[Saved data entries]
* * *
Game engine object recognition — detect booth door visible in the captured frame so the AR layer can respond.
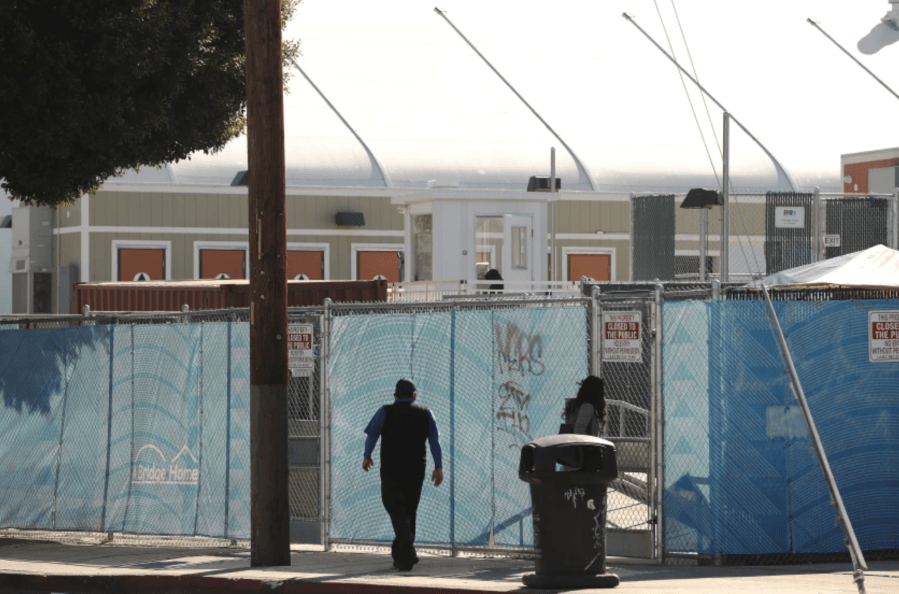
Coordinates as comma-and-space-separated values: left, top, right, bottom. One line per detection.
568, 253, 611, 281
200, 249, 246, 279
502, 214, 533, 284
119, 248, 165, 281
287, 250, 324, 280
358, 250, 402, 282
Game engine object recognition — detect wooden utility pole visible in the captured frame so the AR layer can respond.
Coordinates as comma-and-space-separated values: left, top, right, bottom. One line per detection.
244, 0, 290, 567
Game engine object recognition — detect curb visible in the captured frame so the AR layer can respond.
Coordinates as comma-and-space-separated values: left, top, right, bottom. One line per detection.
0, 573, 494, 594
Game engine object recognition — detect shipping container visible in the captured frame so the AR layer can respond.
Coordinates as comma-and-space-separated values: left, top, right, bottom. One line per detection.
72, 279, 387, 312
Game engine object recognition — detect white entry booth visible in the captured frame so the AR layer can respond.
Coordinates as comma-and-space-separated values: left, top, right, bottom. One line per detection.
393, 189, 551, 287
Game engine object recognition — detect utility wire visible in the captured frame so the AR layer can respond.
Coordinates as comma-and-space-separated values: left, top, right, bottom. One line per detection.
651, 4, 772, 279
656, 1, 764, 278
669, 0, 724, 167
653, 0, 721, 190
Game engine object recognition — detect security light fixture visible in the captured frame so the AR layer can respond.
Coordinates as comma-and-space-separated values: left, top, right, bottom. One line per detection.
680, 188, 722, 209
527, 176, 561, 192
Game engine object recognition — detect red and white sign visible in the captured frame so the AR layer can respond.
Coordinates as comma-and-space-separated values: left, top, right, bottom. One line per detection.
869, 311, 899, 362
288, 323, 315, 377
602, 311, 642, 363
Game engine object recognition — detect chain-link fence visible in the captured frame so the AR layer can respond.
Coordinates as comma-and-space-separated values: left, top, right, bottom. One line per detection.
* * *
• ABOUT THIS EXERCISE
Copy out the data above exactly, except the pictures.

• ANSWER TO THE EXERCISE
Game engine object recognition — detect booth door visible in the captured frame so the AR layer can respond.
Coordinates as comma-and-space-separated values: left, top, right, bottom. One line per detection.
568, 253, 611, 281
200, 249, 246, 279
502, 214, 533, 284
119, 248, 165, 281
287, 250, 324, 280
358, 250, 402, 282
Game engine object recognition — detect wooden utility pole visible in the captured frame so the AR layer can respond.
Coordinates as comma-and-space-separated values: left, top, right, bottom. One line per detection.
244, 0, 290, 567
Game engine object recognition — detect curb visible in the captured frame so the AR layer can respond.
Coordinates as comma-and-space-separated values: left, top, right, bottom. One line per detection.
0, 573, 494, 594
Game engine object recognition — detect shipping container visible in the captured frame so the AR layer can respond.
Coordinates as comma-and-space-separated values: left, top, right, bottom. One line per detection.
72, 279, 387, 312
Game engine object recognition — detect white entry booth visible in the captured frame so the AR layer can respond.
Coordinates as comma-and-space-separated values: left, top, right, bottom. One line per detection.
393, 189, 551, 287
Game engine object recognition — detect utility wire visible in the captured frame so the AR layer can respond.
Coordinates as comma-and-space-separated values: left, top, right, bottom. One line per detection.
651, 4, 772, 279
656, 1, 764, 278
669, 0, 724, 167
653, 0, 721, 190
Game engine object recognition — detect security light fixture visible in the captured frame so the AR layer can respond.
Coordinates as comma-and-space-separated values: left, top, right, bottom. One line per detection.
680, 188, 722, 209
527, 176, 561, 192
Game engine object recognition — detect red and white sign visible in the captured frame so the AR layer can respond.
Coordinates as comma-and-space-separated values: left, top, right, bottom. One line per detection.
869, 311, 899, 362
288, 323, 315, 377
602, 311, 642, 363
Game engine object recognition — detect chain-link fence visible in the captured frame so the AR layer can respond.
Coordinates as comma-and-space-separated values: left, top, right, bottom. One line per detection.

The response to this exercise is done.